=== Begin Enclosure ===

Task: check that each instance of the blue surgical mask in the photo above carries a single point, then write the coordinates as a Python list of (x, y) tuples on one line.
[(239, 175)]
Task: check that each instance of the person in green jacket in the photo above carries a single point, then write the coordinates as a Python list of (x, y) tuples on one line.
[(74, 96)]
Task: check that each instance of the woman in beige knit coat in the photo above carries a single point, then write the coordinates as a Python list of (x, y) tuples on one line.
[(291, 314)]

=== End Enclosure ===

◆ Activity: Return every record above. Copy each one exactly.

◆ Reply to the task:
Task: check that each instance of the blue surgical mask in the photo above carries a single point, then write the coordinates as a Python list of (x, y) tuples on one line.
[(239, 175)]
Task: check that each instance of the person in green jacket in the photo above carries a single point, then write the coordinates as a Python list of (x, y) tuples on one line.
[(74, 96)]
Task: check that each instance of the woman in beige knit coat in the photo above carries a single point, then write the coordinates as a Python list of (x, y) tuples on one line.
[(291, 314)]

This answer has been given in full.